Anhand der Angaben:
1) Wie lautet die Stelle im Auszug, die mit „Günter Lubitz sagt, er“ beginnt und mit „den Tod gerissen hätte.“ endet? Geben Sie sie wortgetreu wieder.
2) Was steht dazu im Auszug?
(a) Wer muss laut Günter Lubitz neben ihm mit massiven Beschimpfungen leben?
(b) Wann taucht der Name seines Sohnes auf?
(c) Wie viele Menschen nennt der Auszug im Zusammenhang mit dem Flugzeug?

Auszug zum Lesen:
========================================
Günter Lubitz sagt, er wolle Gehör finden. Weil er und seine Familie mit massiven Beschimpfungen leben müssten und weil der Name seines Sohnes auftauche, sobald irgendwo auf der Welt ein Attentat geschehe. Vor allem aber wolle er zeigen, dass sein Sohn nicht der war, für den die Öffentlichkeit ihn hält. Nicht depressiv oder lebensmüde, sondern "ein verantwortungsvoller, lebensbejahender und engagierter Mensch". Er sei keiner, der mit Absicht 149 Menschen in einem Flugzeug mit in den Tod gerissen hätte.
========================================
Zeilen des Datensatzes:
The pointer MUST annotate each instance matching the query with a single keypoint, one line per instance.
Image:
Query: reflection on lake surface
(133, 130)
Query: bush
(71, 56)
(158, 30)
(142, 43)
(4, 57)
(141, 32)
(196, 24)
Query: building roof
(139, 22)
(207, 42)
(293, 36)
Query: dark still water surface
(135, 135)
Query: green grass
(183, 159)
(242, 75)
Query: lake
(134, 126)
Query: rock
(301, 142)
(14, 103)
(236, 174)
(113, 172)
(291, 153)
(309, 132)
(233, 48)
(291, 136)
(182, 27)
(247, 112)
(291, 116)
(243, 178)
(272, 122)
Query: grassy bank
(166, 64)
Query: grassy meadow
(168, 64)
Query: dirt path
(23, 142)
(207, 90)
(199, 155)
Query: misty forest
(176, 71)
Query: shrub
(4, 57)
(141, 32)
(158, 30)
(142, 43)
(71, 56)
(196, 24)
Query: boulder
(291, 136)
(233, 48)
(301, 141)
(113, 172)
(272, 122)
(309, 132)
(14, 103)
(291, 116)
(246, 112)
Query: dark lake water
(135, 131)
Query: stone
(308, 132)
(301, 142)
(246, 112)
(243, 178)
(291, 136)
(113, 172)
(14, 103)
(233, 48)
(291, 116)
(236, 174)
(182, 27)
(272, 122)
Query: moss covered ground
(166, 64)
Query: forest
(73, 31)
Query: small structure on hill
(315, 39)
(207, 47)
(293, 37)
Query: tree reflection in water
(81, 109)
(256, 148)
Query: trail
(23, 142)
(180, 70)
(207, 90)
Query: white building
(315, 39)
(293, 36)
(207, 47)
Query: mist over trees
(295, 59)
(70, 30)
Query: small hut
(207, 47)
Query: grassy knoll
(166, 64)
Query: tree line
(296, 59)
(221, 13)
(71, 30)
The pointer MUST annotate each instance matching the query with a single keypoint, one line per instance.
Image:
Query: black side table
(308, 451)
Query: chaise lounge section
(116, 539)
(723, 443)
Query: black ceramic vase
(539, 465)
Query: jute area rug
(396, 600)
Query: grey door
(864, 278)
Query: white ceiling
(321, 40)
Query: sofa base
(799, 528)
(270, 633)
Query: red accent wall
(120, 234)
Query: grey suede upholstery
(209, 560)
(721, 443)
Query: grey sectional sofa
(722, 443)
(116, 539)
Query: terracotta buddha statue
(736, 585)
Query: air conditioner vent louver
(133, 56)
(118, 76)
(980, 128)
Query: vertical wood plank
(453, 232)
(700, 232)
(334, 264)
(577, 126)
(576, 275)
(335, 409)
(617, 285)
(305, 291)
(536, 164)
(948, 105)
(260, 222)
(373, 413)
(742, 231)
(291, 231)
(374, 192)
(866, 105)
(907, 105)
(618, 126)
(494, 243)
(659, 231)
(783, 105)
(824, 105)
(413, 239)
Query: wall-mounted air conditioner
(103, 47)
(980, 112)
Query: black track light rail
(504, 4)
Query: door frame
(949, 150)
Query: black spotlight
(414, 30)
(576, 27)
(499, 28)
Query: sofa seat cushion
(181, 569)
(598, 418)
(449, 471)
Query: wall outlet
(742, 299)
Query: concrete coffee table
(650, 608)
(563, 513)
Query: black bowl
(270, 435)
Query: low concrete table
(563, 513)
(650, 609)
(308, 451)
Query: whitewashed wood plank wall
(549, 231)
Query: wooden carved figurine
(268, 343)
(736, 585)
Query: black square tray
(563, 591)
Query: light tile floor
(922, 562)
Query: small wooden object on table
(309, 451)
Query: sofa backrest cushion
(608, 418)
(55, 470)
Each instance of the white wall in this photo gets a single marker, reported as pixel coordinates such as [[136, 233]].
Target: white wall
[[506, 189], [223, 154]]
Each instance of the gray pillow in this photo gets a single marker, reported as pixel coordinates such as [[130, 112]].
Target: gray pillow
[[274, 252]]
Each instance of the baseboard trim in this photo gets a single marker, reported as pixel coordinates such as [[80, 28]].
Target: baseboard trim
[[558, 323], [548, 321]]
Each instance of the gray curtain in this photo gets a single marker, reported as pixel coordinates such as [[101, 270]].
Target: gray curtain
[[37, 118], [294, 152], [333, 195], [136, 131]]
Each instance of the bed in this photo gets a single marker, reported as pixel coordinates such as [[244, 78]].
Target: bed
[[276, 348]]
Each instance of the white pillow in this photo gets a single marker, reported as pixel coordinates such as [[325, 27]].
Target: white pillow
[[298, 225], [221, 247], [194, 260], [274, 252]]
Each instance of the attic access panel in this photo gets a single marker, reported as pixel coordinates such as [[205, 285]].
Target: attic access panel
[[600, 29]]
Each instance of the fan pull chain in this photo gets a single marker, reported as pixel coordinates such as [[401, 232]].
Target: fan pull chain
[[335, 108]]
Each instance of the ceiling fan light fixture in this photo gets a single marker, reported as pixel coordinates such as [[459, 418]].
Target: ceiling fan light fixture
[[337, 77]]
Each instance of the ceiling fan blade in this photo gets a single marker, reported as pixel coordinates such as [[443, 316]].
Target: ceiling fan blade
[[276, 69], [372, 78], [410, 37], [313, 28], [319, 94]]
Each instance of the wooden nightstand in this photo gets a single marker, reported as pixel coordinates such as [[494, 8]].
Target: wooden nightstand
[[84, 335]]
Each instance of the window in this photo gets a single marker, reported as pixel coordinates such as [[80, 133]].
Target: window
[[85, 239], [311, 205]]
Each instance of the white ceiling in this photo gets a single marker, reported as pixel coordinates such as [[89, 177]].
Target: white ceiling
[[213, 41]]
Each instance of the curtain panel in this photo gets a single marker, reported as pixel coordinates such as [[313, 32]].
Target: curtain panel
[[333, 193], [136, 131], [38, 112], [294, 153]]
========================================
Antworten zur Übung:
1)
Günter Lubitz sagt, er wolle Gehör finden. Weil er und seine Familie mit massiven Beschimpfungen leben müssten und weil der Name seines Sohnes auftauche, sobald irgendwo auf der Welt ein Attentat geschehe. Vor allem aber wolle er zeigen, dass sein Sohn nicht der war, für den die Öffentlichkeit ihn hält. Nicht depressiv oder lebensmüde, sondern "ein verantwortungsvoller, lebensbejahender und engagierter Mensch". Er sei keiner, der mit Absicht 149 Menschen in einem Flugzeug mit in den Tod gerissen hätte.

2)
(a) Seine Familie.
(b) Sobald irgendwo auf der Welt ein Attentat geschieht.
(c) 149 Menschen.